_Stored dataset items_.
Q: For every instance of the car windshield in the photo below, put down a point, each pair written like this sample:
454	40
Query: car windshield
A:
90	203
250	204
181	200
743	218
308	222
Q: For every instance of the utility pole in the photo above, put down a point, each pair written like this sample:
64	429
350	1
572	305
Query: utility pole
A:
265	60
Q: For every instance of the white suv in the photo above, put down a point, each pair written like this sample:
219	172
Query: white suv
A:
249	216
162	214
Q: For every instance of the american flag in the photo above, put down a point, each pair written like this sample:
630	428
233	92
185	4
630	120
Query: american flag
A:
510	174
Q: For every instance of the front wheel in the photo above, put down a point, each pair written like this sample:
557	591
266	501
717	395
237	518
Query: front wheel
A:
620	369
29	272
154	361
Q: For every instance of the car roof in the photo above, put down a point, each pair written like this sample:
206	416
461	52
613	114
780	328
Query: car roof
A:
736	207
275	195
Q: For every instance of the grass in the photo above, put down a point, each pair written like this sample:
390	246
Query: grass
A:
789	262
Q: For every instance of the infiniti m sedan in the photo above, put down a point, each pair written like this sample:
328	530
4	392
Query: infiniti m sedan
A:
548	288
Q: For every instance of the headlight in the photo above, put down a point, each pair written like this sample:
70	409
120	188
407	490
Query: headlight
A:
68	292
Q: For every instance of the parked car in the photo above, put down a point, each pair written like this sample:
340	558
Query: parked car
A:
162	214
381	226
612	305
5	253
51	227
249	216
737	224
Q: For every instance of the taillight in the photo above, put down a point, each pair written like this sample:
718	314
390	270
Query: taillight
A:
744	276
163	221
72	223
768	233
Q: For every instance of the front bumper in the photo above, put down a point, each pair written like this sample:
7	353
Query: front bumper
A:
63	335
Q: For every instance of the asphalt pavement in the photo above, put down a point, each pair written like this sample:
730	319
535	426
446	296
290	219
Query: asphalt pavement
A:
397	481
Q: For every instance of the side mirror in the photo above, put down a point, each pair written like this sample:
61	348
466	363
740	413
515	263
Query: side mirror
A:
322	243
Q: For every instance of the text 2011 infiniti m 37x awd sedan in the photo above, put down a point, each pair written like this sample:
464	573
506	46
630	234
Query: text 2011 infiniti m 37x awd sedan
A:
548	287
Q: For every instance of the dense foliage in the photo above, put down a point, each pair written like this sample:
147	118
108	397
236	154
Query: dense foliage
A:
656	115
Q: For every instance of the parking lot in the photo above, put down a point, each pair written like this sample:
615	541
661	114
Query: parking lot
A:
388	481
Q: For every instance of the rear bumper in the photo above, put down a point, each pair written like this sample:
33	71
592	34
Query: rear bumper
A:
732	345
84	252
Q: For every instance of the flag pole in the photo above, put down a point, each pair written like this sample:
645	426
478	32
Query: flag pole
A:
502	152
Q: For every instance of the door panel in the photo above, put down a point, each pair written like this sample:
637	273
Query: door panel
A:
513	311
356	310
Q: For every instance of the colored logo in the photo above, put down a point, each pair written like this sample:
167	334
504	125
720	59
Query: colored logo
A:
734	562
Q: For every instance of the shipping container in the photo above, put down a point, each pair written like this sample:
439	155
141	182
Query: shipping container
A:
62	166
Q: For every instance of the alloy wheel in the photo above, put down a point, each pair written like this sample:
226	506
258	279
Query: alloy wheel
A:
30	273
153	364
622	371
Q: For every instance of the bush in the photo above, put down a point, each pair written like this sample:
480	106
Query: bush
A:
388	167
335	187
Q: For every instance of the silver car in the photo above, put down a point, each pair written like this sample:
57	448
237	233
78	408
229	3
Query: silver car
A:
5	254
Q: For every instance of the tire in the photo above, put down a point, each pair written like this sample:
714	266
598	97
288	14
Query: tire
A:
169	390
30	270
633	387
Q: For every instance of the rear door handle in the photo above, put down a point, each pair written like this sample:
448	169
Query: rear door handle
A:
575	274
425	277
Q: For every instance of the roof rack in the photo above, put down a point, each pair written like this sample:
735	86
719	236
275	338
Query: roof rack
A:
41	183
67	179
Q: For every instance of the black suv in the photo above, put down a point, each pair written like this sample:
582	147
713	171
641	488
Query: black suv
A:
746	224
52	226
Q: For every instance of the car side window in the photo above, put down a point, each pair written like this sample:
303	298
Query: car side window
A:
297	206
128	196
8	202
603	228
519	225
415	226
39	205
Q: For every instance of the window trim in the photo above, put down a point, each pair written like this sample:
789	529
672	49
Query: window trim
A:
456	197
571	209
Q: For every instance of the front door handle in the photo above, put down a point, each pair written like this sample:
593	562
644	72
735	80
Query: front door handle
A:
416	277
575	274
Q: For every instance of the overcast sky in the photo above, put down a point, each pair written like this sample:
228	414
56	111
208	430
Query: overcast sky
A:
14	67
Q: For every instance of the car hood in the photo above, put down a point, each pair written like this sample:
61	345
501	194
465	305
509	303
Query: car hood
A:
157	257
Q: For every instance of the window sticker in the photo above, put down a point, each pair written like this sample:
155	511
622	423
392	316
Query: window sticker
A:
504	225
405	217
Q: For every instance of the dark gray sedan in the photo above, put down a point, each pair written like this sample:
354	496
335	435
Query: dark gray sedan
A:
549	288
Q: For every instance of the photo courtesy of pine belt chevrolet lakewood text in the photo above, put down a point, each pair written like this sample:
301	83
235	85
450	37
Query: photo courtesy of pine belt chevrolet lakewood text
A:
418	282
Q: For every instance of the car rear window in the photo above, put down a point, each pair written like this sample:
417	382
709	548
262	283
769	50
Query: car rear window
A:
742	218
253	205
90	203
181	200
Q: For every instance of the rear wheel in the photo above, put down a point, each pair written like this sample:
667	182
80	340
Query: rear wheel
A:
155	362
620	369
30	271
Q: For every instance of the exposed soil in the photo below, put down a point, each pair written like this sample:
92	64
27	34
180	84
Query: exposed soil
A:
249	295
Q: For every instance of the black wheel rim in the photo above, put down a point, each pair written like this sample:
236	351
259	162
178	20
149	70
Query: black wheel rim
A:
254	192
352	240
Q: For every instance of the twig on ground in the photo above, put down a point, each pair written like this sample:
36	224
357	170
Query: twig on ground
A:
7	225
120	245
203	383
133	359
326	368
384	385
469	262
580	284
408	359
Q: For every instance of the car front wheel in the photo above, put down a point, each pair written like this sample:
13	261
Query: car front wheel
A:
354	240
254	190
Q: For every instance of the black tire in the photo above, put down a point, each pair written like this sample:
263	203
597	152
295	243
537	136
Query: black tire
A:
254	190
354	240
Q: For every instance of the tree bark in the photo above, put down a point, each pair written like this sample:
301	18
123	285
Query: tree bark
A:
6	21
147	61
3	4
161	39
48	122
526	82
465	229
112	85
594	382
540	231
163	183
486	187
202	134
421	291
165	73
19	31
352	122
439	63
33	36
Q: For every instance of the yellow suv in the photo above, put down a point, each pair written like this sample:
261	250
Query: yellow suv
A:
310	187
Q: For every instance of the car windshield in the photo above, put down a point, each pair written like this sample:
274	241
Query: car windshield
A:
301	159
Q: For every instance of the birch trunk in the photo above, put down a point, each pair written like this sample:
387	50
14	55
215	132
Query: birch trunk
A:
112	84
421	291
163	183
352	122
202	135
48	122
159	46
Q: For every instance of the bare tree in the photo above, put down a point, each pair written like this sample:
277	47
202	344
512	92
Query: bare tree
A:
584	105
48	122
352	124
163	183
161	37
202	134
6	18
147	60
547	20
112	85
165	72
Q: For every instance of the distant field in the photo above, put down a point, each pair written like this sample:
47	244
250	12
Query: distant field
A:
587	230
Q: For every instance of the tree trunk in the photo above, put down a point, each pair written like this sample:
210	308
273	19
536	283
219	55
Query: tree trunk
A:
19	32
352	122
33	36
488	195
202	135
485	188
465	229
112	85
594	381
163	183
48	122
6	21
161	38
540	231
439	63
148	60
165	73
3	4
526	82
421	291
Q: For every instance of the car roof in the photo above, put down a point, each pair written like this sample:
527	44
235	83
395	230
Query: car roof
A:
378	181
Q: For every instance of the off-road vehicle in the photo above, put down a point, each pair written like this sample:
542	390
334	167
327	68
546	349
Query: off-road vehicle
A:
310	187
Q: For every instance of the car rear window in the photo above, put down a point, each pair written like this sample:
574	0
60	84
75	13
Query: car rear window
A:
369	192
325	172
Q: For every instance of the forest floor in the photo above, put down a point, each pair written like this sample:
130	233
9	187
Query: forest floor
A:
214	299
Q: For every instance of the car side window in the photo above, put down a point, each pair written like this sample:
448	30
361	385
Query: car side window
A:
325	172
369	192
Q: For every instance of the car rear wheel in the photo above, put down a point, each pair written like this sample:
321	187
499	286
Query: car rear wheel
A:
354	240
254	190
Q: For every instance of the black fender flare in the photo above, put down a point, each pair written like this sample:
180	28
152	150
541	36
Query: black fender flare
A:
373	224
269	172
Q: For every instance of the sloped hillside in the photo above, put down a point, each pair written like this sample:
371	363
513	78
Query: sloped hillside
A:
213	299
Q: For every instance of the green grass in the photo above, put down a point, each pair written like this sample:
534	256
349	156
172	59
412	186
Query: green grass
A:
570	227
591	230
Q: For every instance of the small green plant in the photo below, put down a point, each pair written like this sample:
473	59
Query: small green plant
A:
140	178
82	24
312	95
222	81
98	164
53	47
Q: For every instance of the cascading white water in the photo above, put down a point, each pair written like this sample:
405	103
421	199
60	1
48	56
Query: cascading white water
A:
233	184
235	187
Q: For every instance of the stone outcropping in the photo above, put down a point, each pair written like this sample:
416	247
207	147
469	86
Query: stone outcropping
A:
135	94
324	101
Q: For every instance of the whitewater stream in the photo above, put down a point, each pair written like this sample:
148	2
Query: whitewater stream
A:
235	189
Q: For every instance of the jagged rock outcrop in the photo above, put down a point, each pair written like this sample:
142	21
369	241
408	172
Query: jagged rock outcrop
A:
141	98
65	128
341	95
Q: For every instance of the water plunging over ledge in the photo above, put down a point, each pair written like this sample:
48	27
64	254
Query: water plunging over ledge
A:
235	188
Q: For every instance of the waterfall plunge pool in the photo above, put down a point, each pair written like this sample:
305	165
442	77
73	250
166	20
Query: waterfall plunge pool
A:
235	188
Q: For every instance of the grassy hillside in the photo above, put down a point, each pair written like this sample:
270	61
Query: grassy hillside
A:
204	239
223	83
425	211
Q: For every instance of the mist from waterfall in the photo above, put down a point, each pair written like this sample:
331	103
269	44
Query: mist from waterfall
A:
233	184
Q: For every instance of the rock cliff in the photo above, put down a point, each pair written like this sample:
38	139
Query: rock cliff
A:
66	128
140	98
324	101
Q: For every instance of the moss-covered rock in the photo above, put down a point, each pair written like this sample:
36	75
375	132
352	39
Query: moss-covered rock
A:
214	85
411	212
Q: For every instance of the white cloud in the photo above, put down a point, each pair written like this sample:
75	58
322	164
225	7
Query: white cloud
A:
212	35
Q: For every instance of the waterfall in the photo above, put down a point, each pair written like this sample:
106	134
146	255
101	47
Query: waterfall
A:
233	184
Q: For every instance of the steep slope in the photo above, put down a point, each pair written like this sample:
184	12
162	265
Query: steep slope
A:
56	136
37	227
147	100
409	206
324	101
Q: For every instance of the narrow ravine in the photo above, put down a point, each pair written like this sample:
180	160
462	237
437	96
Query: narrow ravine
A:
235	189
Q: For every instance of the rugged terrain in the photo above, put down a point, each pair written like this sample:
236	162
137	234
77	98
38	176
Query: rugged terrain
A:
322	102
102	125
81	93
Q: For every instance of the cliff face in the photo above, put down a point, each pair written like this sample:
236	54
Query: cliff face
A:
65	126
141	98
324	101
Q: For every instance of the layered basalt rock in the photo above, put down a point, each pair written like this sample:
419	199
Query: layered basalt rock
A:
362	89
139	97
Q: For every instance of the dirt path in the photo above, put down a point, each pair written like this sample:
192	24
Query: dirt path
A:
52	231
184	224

_THE TASK_. Find all lines in the records that hold the word "pool". Copy them.

_ANSWER SPACE_.
Q: For every instance of the waterfall plunge pool in the photo above, put down a point, each pair written like this sample:
Query: waterfall plunge pool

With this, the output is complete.